Rewrite the stretch of the passage on TRF binding to telomeric DNA from "Moreover, certain G-triplet" through "of potential therapeutics.", replacing "intercalators" with "ligands".

Supplied text >>
━━━━━━━━━━
The DNA-binding domain of the TRF proteins is a tri-helical 
bundle with the C-terminal helix fitting into the DNA major 
groove and the N-terminal end, in the linker region, binding to the 
minor groove (Fig. 1). The NMR [17,18] and X-ray [19] 
structures of the TRF1 and TRF2 DBDs (which for simplicity 
will be referred to as TRF1 and TRF2) bound to ds telomeric 
DNA have been solved, providing insight into the molecular basis 
of recognition and binding specificity. DNA-binding constants 
determined for TRF1 and TRF2 and their several mutants by 
means of surface plasmon resonance allowed to identify a number 
of residues important for specific interactions with telomeric DNA 
[18]. However, macromolecular binding is essentially a dynamic 
process, and its overall thermodynamic and kinetic description 
(e.g., experimental binding and rate constants) cannot be 
rigorously explained at the molecular level using only few 
microscopic snapshots from structural studies. Rather, such an 
explanation requires adequate sampling of the equilibrium 
ensemble along the binding pathway and including the effect of 
thermally-induced structural fluctuations of the individual residues 
and solvent at the flexible recognition interface. So far, however, 
no such detailed information on the binding mechanism of the 
TRF proteins to DNA is available, which necessarily limits our 
understanding of the origins of telomere structural stability. 
Moreover, certain G-triplet specific intercalators were found to 
disrupt the specific interaction of TRFs with telomeric DNA, 
which in turn was shown to trigger apoptosis [20,21]. This suggests 
that a deeper insight into the molecular determinants of specificity 
in the TRF-DNA complexes could facilitate further development 
of potential therapeutics.
━━━━━━━━━━
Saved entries

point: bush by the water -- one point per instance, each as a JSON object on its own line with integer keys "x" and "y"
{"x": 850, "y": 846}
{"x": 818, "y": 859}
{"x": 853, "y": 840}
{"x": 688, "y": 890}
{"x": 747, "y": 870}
━━━━━━━━━━
Answer >>
Moreover, certain G-triplet specific ligands were found to 
disrupt the specific interaction of TRFs with telomeric DNA, 
which in turn was shown to trigger apoptosis [20,21]. This suggests 
that a deeper insight into the molecular determinants of specificity 
in the TRF-DNA complexes could facilitate further development 
of potential therapeutics.